> **Data excerpts**
— begin —

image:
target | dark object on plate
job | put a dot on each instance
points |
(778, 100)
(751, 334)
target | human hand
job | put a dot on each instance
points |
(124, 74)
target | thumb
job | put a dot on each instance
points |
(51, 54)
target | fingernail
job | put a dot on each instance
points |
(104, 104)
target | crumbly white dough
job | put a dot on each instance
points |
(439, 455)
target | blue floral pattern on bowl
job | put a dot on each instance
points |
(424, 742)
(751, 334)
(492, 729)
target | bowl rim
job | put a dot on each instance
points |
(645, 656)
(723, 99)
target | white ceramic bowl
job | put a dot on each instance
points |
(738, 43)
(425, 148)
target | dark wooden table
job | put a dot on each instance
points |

— end —

> **Directive**
Find the line that contains "target | human hand". Repeat it and every line after it, exactly as written, up to and including the last line of the records above.

> **Response below**
target | human hand
job | put a dot on each instance
points |
(124, 74)
target | thumb
job | put a dot on each instance
points |
(51, 54)
target | fingernail
job | put a dot on each instance
points |
(104, 104)
target | crumbly white dough
job | put a dot on each instance
points |
(439, 455)
target | blue floral pattern on bowl
job | put a dot on each instance
points |
(424, 742)
(751, 334)
(492, 729)
target | bowl rim
job | put a dot on each instance
points |
(645, 656)
(723, 99)
target | white ceramic bowl
job | put a dot on each instance
points |
(738, 43)
(425, 148)
target | dark wooden table
job | put a dot on each instance
points |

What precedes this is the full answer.